ТЕКСТ ДЛЯ ЧТЕНИЯ:
- - - - - - -

Но с одной картиной моего детства у меня установились особые, сложные и очень личные отношения. "Первоклассница" - "как много в этом звуке для сердца моего слилось...". Когда я впервые увидела этот фильм (а видела я его много-много раз) и вернулась домой возбужденная и полная впечатлений, мне рассказали историю, которая меня потрясла. Оказывается, Агния Барто, у которой мы с мамой часто бывали, посоветовала создателям фильма пригласить меня на главную роль. Кто-то из съемочной группы приезжал к нам для переговоров, но бабушка сказала свое категорическое: "Нет. Не дам калечить ребенка! Не позволю ломать ей жизнь!". Калечить и ломать - эти два слова не выходили у меня из головы. Каждый раз, когда я смотрела "Первоклассницу", я заново переживала свою трагедию: меня покалечили, мою жизнь сломали. Почти полностью позабыв фильм, я и сегодня отлично помню лицо той, которая снялась вместо меня. Звали ее Наташа Защипина. Сидя в темном кинозале, я постоянно испытывала синдром "Царевны-лягушки" и с трудом подавляла в себе желание сообщить всем и каждому: "Это я, я должна была играть в этом фильме. Это моя роль!". Однажды придя в гости к своему другу Юрке, я поделилась с ним своими переживаниями. "Наташа Защипина? - переспросил он небрежно. - Я ее отлично знаю. Она живет в моем дворе. Я даже вчера ее видел, и она рассказала мне свою историю." "Какую историю?", - спросила я, не веря своим ушам. "Ну про то, как она была в плену, как ее освободили." Я потеряла дар речи. Это уж слишком. Мало того, что она сыграла мою роль, она еще была в плену, у нее имелось какое-то прошлое. "Врет", - вдруг догадалась я. "Врет!", - сказала я громко. Но, взглянув на взбивавшую в это время клюквенный мусс Юркину маму и увидев, что она едва сдерживает смех, я поняла, что врет Юрка, а вовсе не Наташа Защипина.

- - - - - - -

ВАША ЗАДАЧА:
Ответьте на вопросы по отрывку о фильме «Первоклассница».
(a) Кто посоветовал создателям фильма пригласить автора воспоминаний на главную роль?
(b) Как звали девочку, которая снялась в фильме вместо автора?
(c) Что взбивала Юркина мама во время разговора о Наташе Защипиной?
Материал для этой работы не нужен.

- - - - - - -

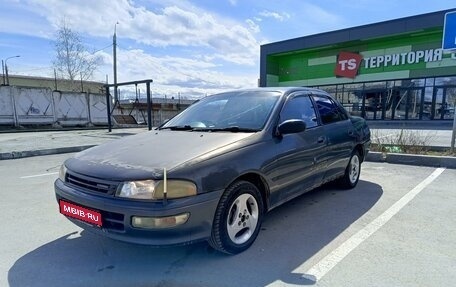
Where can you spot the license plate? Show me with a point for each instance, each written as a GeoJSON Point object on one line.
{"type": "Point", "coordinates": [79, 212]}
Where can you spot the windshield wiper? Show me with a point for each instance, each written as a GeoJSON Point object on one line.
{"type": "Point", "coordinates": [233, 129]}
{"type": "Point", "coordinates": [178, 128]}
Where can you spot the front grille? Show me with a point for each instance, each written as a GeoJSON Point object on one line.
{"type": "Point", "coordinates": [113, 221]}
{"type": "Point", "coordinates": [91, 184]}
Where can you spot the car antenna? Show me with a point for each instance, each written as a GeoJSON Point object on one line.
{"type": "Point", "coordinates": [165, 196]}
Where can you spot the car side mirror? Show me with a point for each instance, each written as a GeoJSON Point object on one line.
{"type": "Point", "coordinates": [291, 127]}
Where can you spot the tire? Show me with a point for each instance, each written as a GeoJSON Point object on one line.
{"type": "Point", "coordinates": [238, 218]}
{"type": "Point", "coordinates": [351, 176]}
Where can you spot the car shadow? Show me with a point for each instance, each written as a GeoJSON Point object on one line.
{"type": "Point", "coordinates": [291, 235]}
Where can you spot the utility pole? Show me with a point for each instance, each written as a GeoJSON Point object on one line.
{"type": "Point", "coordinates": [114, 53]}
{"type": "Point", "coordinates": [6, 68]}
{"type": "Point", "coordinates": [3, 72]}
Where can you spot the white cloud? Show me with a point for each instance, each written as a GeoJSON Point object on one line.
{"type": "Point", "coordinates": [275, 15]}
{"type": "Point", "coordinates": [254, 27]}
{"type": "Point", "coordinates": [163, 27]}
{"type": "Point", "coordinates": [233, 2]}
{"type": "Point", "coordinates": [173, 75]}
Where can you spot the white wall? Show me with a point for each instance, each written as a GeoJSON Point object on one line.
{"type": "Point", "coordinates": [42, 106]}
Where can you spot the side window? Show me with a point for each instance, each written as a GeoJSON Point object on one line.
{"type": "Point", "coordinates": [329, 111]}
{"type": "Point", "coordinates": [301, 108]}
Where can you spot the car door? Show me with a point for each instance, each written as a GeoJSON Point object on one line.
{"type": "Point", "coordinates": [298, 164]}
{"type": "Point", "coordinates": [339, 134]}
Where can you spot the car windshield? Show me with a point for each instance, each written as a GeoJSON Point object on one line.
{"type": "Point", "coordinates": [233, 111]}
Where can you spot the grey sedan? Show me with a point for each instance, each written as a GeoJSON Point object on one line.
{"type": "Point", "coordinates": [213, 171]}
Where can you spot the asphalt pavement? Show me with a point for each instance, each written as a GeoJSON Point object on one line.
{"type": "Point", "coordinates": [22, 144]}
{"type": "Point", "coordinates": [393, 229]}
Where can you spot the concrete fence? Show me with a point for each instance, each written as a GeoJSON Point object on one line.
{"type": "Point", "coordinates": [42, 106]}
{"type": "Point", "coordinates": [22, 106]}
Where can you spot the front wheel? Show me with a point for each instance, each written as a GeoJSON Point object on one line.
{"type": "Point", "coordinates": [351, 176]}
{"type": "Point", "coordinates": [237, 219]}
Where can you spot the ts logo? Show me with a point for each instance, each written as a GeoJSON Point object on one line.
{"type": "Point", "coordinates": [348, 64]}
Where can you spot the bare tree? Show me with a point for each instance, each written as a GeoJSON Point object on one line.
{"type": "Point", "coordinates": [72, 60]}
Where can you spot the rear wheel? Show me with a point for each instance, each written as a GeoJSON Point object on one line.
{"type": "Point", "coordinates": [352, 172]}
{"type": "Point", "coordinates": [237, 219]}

- - - - - - -

РЕШЁННОЕ ЗАДАНИЕ:
(a) Агния Барто.
(b) Наташа Защипина.
(c) Клюквенный мусс.